### Excerpted passage

CHICAGO, May 16 (AP) -- For nearly an hour Friday morning, Dwyane Wade was in constant motion, shooting jumper after jumper. His red tank top was dripping with sweat, his chest was heaving and fatigue was clearly starting to set in.
Finally, he was down to his last shot, a 20-footer from the right side. When it swished, he whooped and shimmied.
"I feel like it's my rookie year all over again,'' Wade said.
In some respects, the All-Star guard who carried the Miami Heat to the 2006 NBA title might be right in that assessment.
Wade is essentially starting over this summer, eager to put two injury-filled seasons behind him. He believes the solution is spending three hours a day, five days a week, pushing his body to the limit at a gymnasium in a hardscrabble Chicago neighborhood, a place where he can focus on basketball and nothing else.
There are no fans. No cell phones. No distractions.
And most importantly, for the first time in more than a year, no pain in Wade's surgically repaired left knee.
"No pain when I wake up in the morning, no pain when I go home at night,'' Wade said. "I know I'm on the right track. Been a long time to get there.''
Indeed, it has been a long process, and it's just getting started, too.
He desperately wants to play for the United States in the Beijing Olympics; that team will be selected in about six weeks, after a late-June training camp in Las Vegas. And he wants his game razor-sharp for next season, when the Heat will try to erase memories of a horrid year Wade found both incredibly frustrating and disappointing.
Wade granted The Associated Press access to his workout Friday, a rare look at how he's working toward those goals.
"I want people to know that I'm working and working hard,'' Wade said after the session was over. "This is what I do. This is what I love to do. I don't want anyone questioning my work ethics.''
No one seeing these sessions would.
Playing with fellow Chicago-area native Quentin Richardson of the New York Knicks, and under the eye of noted trainer Tim Grover -- Michael Jordan's personal trainer and the owner of the facility where Wade now works out -- Wade began with a series of shooting drills.
After 14 minutes, sweat began saturating his shirt. After 20 minutes, Wade was bent over at the waist, breathing deeply.
But for a four-minute break between shooting and the start of weight training, he never stopped to rest.
"He's made a tremendous amount of progress,'' said Grover, who began working with Wade again just two weeks ago. "He's so focused to get himself ready for these games and also for the season. This is not something that he's doing short-term just to get himself ready for the Olympics.''
More than an hour was spent in the weight room, where Wade and Richardson focused mostly on their legs -- Tuesdays and Thursdays are upper-body days. One exercise, on a machine called a runner, was so grueling that both players found themselves straining to survive a mere 60-second interval.

######

Exercise instructions ->
A. In the article about Wade's workout, rewrite the part from "There are no" to "toward those goals.", changing "Beijing Olympics" to "Summer Games".
B. Answer these questions from the article about Wade's workout, one answer to a line:
(i) For how many hours a day and how many days a week does Wade train at the Chicago gymnasium?
(ii) Which of Wade's knees was surgically repaired?
(iii) For which team does Quentin Richardson play?

### Data block

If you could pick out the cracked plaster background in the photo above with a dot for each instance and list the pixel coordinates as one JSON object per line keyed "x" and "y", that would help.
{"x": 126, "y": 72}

######

Solution list ->
A.
There are no fans. No cell phones. No distractions.
And most importantly, for the first time in more than a year, no pain in Wade's surgically repaired left knee.
"No pain when I wake up in the morning, no pain when I go home at night,'' Wade said. "I know I'm on the right track. Been a long time to get there.''
Indeed, it has been a long process, and it's just getting started, too.
He desperately wants to play for the United States in the Summer Games; that team will be selected in about six weeks, after a late-June training camp in Las Vegas. And he wants his game razor-sharp for next season, when the Heat will try to erase memories of a horrid year Wade found both incredibly frustrating and disappointing.
Wade granted The Associated Press access to his workout Friday, a rare look at how he's working toward those goals.

B.
(i) Three hours a day, five days a week.
(ii) His left knee.
(iii) The New York Knicks.